#### Activity:
Answer these questions from the abstract below on MHD modes in TFTR supershots.
(a) Which two diagnostics are used to observe the magnetic island structures?
(b) In the observed energy deterioration scaling, δW/W varies as what quantity?
(c) Apart from the MHD effect, what else is found to have a large effect on the performance deterioration?

Transport effects of low (m,n) MHD modes on TFTR supershots

Supershots in TFTR often suffer a performance deterioration characterized by a gradual decrease of the DD fusion neutron yield and plasma stored energy after several hundred milliseconds of auxiliary heating. The correlation between this performance deterioration and the development of low m (the poloidal mode number), n (the toroidal mode number) MHD modes is studied through shot-to-shot comparisons and statistical data analyses. A good correlation is observed between performance deterioration and the appearance of strong 3/2 and 4/3 macroscopic modes. The magnetic island structures are observed using Mirnov and ECE diagnostics. The measured T_e, T_i and n_e profiles show that development of the islands corresponds to a nearly constant decrement of these quantities over the core region r < r_s, where r_s is the mode rational surface, on a transport time-scale (t > τ_E). The observed energy deterioration scaling, δW/W varies as w/a, where w is the magnetic island width and a is the plasma minor radius, agrees with a local transport model. Numerical simulations based on the local transport model reveal many features consistent with the experiments. Besides the MHD effect, it is found that a continuous increase of edge recycling rate during the neutral beam injection phase also has a large effect on the performance deterioration.

#### Stored data:
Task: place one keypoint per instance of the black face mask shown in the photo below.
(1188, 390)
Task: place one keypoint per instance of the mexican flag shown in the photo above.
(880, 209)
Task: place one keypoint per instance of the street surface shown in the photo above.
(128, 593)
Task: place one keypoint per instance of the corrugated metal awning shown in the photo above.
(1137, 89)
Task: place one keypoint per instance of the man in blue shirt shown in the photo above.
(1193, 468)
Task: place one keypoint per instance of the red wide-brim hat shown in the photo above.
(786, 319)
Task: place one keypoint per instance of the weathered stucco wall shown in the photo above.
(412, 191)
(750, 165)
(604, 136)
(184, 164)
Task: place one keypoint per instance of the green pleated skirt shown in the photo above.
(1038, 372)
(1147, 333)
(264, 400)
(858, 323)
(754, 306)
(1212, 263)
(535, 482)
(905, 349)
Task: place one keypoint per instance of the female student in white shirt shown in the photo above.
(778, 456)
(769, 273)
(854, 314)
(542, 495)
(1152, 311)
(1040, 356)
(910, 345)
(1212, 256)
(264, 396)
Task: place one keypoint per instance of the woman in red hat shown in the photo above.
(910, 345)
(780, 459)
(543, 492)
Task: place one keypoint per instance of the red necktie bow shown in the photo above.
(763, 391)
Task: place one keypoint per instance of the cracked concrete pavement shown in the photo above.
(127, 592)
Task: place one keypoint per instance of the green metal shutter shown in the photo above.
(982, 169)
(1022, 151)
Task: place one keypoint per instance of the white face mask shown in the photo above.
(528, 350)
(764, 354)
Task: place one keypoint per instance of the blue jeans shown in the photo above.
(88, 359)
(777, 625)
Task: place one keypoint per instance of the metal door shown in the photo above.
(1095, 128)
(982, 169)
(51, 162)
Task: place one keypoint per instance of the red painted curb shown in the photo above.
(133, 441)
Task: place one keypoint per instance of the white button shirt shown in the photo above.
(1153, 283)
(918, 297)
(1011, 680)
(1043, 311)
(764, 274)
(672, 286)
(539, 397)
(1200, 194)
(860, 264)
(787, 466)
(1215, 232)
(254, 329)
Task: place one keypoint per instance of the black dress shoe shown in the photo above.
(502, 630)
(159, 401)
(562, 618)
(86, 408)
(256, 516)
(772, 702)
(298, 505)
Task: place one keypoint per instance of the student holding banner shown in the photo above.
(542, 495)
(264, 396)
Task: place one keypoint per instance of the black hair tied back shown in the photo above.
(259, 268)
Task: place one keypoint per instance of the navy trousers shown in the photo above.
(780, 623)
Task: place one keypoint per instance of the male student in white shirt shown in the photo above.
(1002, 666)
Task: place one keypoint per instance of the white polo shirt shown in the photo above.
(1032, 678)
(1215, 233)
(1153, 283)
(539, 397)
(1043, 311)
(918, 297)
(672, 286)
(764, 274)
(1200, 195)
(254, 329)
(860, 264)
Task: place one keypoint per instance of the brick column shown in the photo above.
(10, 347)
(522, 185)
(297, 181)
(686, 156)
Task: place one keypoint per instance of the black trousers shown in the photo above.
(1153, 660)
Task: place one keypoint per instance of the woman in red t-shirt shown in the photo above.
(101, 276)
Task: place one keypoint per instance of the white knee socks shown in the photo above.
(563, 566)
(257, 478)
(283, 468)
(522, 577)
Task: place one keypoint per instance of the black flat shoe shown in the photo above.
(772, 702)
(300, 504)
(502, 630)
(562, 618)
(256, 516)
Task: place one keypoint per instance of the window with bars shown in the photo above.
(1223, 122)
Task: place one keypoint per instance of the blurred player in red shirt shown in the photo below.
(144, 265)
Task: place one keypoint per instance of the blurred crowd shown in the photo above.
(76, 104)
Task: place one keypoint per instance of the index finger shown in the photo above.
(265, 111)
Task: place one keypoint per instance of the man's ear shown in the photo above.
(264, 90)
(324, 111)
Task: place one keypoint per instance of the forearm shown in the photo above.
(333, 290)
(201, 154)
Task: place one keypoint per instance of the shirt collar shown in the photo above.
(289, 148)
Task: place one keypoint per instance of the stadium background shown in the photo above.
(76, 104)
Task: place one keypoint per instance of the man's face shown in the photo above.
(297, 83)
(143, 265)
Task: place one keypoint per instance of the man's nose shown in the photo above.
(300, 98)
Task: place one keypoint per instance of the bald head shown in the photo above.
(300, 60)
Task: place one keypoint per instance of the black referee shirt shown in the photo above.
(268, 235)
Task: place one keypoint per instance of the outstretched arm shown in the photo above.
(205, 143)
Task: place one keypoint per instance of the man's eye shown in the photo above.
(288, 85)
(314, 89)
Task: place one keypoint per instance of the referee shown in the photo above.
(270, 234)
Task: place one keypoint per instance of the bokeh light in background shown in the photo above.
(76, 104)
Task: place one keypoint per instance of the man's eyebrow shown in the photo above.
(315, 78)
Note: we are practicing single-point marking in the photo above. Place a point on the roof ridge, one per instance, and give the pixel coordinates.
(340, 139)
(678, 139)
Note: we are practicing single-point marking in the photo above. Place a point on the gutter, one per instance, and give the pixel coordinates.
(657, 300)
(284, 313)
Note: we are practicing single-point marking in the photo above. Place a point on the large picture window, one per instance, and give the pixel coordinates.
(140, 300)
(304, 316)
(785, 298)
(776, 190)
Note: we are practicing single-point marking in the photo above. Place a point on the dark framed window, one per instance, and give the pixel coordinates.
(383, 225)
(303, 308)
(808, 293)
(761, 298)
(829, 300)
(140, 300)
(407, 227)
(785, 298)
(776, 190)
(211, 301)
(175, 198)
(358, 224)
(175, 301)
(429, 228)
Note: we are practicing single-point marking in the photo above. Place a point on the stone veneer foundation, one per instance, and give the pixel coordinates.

#### Solution below:
(a) Mirnov and ECE diagnostics.
(b) w/a, where w is the magnetic island width and a is the plasma minor radius.
(c) A continuous increase of the edge recycling rate during the neutral beam injection phase.